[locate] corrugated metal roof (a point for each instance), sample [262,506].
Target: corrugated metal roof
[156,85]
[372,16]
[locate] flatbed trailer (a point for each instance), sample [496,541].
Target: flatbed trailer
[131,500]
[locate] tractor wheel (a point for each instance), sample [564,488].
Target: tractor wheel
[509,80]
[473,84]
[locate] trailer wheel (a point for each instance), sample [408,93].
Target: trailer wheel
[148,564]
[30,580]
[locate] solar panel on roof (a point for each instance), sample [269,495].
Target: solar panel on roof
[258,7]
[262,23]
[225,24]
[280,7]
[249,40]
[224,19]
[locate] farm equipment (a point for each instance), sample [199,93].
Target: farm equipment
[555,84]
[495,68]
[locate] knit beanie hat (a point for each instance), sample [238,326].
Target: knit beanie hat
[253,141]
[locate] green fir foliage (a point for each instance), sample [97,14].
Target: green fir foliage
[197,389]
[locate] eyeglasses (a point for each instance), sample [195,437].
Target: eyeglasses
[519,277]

• Task details
Set out every line above as a Markdown table with two columns, Row for its number and Line for the line, skipping any blank lines.

• Solution
| Row | Line |
|---|---|
| 1 | [locate] corrugated metal roof (a point for each instance), sample [262,506]. |
| 2 | Target: corrugated metal roof |
| 3 | [156,85] |
| 4 | [372,16] |
| 5 | [locate] flatbed trailer (a point for each instance), sample [496,541]. |
| 6 | Target: flatbed trailer |
| 7 | [131,500] |
| 8 | [locate] tractor wheel (a point for each instance), sample [564,488]. |
| 9 | Target: tractor wheel |
| 10 | [509,80] |
| 11 | [473,84] |
| 12 | [locate] trailer wheel (a point for each instance), sample [408,93]. |
| 13 | Target: trailer wheel |
| 14 | [148,564] |
| 15 | [30,580] |
| 16 | [locate] solar panel on roof (a point for each instance), sample [269,495]. |
| 17 | Target: solar panel on roof |
| 18 | [258,7] |
| 19 | [262,23] |
| 20 | [225,24] |
| 21 | [280,7] |
| 22 | [249,40] |
| 23 | [224,19] |
| 24 | [locate] farm equipment (a point for each instance), sample [199,93]. |
| 25 | Target: farm equipment |
| 26 | [555,84] |
| 27 | [495,68] |
| 28 | [locate] knit beanie hat (a point for each instance), sample [238,326]. |
| 29 | Target: knit beanie hat |
| 30 | [253,141] |
| 31 | [locate] green fir foliage (a point for each instance), sample [97,14]. |
| 32 | Target: green fir foliage |
| 33 | [197,389] |
| 34 | [locate] eyeglasses (a point for each instance), sample [195,437]. |
| 35 | Target: eyeglasses |
| 36 | [519,277] |